ANFORDERUNG 1: Schreiben Sie aus dem Seitentext den Abschnitt ab, der mit „Rechtlich folgerte die“ beginnt und mit „erstattete eine Gegenschrift.“ endet.
ANFORDERUNG 2: Welche Vögel wurden laut Seitentext im Kofferraum des Opel Kadett gefunden?

SEITENTEXT:
____

Ebenfalls einer Kontrolle wurde der unmittelbar dahinterfahrende PKW "Opel Kadett", amtliches Kennzeichen YY-YY mm (BRD), unterzogen, wobei dieses Fahrzeug M M, Sohn des G M lenkte. Im Kofferraum dieses PKW wurden nunmehr zwei Stück, nach dem Washingtoner Artenschutzabkommen geschützte, Palmkakadus und ein Rotscheitelsittich vorgefunden. Beide Verdächtigen machten keine oder nur vage Angaben über die Herkunft der Vögel, sondern beteuerten nur, nichts widerrechtliches begangen zu haben."
Rechtlich folgerte die belangte Behörde aus diesem Sachverhalt, daß der Verdacht bestanden habe, die drei artengeschützten Vögel seien widerrechtlich in das Zollgebiet der EU verbracht worden, weshalb die Beschlagnahme im Hinblick auf den angedrohten Verfall und die Gefährung des Vollzuges durch Verbringung in das Ausland sowie zur Sicherung als Beweismittel erforderlich gewesen sei.
Dagegen richtet sich die vorliegende Beschwerde, mit welcher sich der Beschwerdeführer erkennbar (auch) in seinem Recht darauf verletzt erachtet, daß der von ihm mit der Administrativbeschwerde angefochtene Verwaltungsakt für rechtswidrig erklärt werde. Er begehrt die Aufhebung des angefochtenen Bescheides wegen Rechtswidrigkeit infolge Verletzung von Verfahrensvorschriften und Rechtswidrigkeit des Inhaltes.
Die belangte Behörde legte die Verwaltungsakten vor und
erstattete eine Gegenschrift.
Der Verwaltungsgerichtshof hat erwogen:
Vorauszuschicken ist, daß der angefochtene Bescheid allein über die Rechtmäßigkeit der (bescheidlosen) Beschlagnahme vom abgesprochen hat. Ein in der Folge vom Beschwerdeführer gestellter Ausfolgungsgantrag (Aufhebungsantrag) nach § 89 Abs. 7 FinStrG ist nicht Gegenstand der angefochtenen Rechtsmittelentscheidung, sodaß insofern durch den angefochtenen Bescheid nicht in Rechte des Beschwerdeführers eingegriffen wurde.
Gemäß § 89 Abs. 1 hat die Finanzstrafbehörde mit Bescheid die Beschlagnahme von verfallsbedrohten Gegenständen und von Gegenständen, die als Beweismittel in Betracht kommen, anzuordnen, wenn dies zur Sicherung des Verfalls oder zu Beweissicherung geboten ist. Nach Abs. 2 dieser Gesetzesstelle sind bei Gefahr im Verzug neben den Organen der Finanzstrafbehörde auch die Organe der Abgabenbehörde, der Zollwache und des öffentlichen Sicherheitsdienstes berechtigt, die im Abs. 1 bezeichneten Gegenstände auch dann in Beschlag zu nehmen, wenn eine Anordnung der Finanzstrafbehörde nicht vorliegt. In diesem Fall sind dem anwesenden Inhaber die Gründe für die Beschlagnahme und für die Annahme von Gefahr im Verzug mündlich bekannt zu geben und in einer Niederschrift festzuhalten.

____

[Gespeicherte Datensätze]
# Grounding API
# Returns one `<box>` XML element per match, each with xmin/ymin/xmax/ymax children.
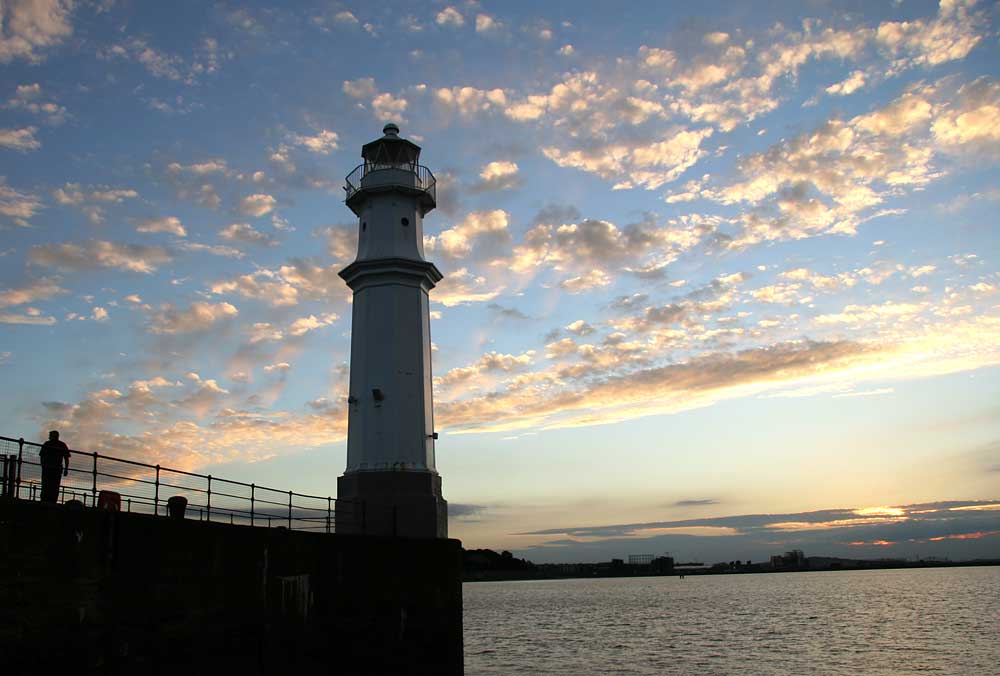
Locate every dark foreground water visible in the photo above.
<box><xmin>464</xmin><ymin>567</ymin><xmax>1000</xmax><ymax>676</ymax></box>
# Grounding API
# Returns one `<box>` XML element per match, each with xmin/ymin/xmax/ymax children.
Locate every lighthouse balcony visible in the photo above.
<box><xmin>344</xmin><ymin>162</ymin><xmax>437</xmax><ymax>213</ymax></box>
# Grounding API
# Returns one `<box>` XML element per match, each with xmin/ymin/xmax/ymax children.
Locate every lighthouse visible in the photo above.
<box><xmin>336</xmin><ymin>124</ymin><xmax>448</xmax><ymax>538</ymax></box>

____

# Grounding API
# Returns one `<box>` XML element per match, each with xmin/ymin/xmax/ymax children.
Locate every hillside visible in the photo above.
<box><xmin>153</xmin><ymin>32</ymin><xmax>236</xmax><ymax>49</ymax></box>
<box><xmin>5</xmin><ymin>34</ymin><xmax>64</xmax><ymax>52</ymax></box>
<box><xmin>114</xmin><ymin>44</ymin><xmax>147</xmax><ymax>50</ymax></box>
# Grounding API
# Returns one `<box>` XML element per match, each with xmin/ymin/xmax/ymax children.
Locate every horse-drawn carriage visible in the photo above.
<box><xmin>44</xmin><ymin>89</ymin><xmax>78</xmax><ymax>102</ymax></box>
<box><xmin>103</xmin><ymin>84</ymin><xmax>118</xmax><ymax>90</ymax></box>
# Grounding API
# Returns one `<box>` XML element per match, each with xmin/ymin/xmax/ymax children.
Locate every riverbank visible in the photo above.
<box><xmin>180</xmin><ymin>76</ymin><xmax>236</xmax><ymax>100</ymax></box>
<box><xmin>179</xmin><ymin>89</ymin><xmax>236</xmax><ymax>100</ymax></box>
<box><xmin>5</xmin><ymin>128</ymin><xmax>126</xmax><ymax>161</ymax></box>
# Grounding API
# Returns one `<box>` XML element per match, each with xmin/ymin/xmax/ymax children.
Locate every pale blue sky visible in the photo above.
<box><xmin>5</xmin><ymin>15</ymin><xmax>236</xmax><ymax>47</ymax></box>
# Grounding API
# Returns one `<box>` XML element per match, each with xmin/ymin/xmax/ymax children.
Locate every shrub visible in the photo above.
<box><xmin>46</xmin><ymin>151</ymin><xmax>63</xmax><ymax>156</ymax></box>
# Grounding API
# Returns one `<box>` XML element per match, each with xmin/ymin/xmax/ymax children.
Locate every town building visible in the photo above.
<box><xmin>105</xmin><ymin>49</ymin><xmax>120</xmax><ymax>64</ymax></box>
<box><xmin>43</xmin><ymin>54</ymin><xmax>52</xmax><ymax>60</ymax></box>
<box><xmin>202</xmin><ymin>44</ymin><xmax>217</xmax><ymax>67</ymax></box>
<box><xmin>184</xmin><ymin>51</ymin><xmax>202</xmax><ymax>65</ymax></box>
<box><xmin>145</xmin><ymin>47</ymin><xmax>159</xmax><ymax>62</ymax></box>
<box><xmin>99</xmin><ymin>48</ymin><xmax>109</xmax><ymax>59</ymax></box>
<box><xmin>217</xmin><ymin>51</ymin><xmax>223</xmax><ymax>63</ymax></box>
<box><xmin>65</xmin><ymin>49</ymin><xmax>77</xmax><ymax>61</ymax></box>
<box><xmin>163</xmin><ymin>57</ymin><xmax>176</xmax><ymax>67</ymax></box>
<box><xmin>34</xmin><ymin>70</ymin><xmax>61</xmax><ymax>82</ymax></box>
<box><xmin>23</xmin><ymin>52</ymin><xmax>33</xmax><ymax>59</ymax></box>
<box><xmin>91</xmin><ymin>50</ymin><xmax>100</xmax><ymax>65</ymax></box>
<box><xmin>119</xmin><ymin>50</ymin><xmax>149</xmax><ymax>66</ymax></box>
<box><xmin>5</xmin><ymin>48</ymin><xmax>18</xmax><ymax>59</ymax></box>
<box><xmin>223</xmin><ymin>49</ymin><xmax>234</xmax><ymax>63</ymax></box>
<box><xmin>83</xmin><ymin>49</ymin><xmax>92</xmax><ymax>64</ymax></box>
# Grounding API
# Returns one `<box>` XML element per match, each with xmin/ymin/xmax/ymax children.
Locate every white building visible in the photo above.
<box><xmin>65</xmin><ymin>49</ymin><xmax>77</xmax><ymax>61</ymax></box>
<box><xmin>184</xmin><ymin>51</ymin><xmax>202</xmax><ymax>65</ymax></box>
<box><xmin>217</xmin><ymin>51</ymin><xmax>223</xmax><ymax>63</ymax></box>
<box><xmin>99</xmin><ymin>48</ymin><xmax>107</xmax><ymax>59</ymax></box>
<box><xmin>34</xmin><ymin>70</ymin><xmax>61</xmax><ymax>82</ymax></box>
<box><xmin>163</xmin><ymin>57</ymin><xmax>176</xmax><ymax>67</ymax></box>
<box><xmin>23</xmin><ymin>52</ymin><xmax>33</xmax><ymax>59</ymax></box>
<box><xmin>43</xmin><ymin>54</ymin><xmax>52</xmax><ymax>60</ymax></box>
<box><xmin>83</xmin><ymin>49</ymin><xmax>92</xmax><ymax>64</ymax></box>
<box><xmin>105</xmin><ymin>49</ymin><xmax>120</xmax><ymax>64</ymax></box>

____

SCHRIFTLICHE ANTWORT 1:
Rechtlich folgerte die belangte Behörde aus diesem Sachverhalt, daß der Verdacht bestanden habe, die drei artengeschützten Vögel seien widerrechtlich in das Zollgebiet der EU verbracht worden, weshalb die Beschlagnahme im Hinblick auf den angedrohten Verfall und die Gefährung des Vollzuges durch Verbringung in das Ausland sowie zur Sicherung als Beweismittel erforderlich gewesen sei.
Dagegen richtet sich die vorliegende Beschwerde, mit welcher sich der Beschwerdeführer erkennbar (auch) in seinem Recht darauf verletzt erachtet, daß der von ihm mit der Administrativbeschwerde angefochtene Verwaltungsakt für rechtswidrig erklärt werde. Er begehrt die Aufhebung des angefochtenen Bescheides wegen Rechtswidrigkeit infolge Verletzung von Verfahrensvorschriften und Rechtswidrigkeit des Inhaltes.
Die belangte Behörde legte die Verwaltungsakten vor und
erstattete eine Gegenschrift.

SCHRIFTLICHE ANTWORT 2: Zwei Palmkakadus und ein Rotscheitelsittich.